## STATED TASK
Copy the listing below line for line, changing nothing.
— Start MATERIAL FOR THE TASK —
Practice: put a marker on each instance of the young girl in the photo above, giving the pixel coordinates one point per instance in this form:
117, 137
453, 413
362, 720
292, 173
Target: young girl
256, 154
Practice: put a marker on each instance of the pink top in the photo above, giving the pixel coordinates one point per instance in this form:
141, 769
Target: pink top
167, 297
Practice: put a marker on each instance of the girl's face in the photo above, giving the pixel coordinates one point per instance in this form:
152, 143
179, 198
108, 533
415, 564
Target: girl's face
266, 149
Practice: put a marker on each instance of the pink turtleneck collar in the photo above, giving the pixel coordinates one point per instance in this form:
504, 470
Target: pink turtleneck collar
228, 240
— End MATERIAL FOR THE TASK —
## RESPONSE FOR THIS EXERCISE
Practice: put a marker on each instance of the young girl in the photo above, giving the pixel coordinates one point per instance in this form:
117, 137
453, 413
362, 720
292, 173
Target: young girl
256, 154
Practice: put a marker on each instance of the pink top in the photo above, giving the pixel coordinates one point per instance in this form:
141, 769
Target: pink top
167, 297
Practice: put a marker on each instance of the girl's face in the photo above, giving the pixel coordinates one point per instance in this form:
152, 143
179, 198
108, 533
415, 564
Target: girl's face
266, 149
Practice: put a marker on each instance of the pink turtleneck collar in the photo above, giving the pixel coordinates one point per instance in this form:
504, 470
Target: pink turtleneck collar
228, 240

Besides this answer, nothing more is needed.